• [What the exercise asks]:
Repeat exactly the lines from the line containing "sidewalk in the photo above." to the last line of the listing, including both.

• [Task input]:
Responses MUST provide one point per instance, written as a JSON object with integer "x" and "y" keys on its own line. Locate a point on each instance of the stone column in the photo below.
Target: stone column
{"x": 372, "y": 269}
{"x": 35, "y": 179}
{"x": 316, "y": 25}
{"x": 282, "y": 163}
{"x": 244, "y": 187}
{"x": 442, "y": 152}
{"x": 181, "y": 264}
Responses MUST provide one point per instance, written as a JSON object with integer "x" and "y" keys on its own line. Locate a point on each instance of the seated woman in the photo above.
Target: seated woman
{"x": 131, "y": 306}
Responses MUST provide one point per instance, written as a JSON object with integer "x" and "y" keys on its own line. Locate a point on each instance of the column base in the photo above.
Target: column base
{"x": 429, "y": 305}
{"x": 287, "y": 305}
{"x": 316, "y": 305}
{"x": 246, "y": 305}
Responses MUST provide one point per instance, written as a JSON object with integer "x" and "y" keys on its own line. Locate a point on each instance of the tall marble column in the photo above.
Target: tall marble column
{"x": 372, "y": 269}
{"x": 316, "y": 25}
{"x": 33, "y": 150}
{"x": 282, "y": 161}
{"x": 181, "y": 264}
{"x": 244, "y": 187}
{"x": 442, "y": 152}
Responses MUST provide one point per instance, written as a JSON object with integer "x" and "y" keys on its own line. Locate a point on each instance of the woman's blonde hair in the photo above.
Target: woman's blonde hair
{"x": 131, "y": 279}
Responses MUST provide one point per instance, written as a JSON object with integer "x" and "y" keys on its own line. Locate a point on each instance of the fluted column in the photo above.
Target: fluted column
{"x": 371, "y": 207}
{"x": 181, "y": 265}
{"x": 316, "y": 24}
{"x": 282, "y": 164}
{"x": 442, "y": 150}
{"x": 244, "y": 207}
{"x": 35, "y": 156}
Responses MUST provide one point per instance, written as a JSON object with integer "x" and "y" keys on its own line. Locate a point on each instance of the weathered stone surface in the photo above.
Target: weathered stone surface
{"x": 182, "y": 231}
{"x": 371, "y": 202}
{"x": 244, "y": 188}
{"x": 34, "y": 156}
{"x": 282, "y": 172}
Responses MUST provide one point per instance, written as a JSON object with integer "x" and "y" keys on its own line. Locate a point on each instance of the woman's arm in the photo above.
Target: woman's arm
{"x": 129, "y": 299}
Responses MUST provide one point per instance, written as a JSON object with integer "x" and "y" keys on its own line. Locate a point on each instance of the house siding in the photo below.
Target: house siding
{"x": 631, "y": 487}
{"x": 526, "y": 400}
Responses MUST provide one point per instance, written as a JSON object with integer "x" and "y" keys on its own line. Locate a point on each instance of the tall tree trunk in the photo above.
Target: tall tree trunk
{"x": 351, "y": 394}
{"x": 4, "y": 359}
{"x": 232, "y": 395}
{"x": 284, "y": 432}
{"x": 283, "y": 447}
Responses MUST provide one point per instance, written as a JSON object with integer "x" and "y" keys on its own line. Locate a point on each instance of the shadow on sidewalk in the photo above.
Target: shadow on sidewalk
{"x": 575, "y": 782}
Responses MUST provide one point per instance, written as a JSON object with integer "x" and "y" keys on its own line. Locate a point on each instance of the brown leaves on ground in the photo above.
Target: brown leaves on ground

• [Written reply]:
Responses MUST provide one point per instance, written as a JSON object with integer "x" and "y" keys on its own line. Locate a point on each instance of the shadow on sidewalk in the photo above.
Target: shadow on sidewalk
{"x": 575, "y": 782}
Responses MUST provide one point per instance, written as a JSON object with integer "x" and "y" keys on its own line. Locate a point on each instance of the brown leaves on ground in the photo above.
Target: brown leaves on ground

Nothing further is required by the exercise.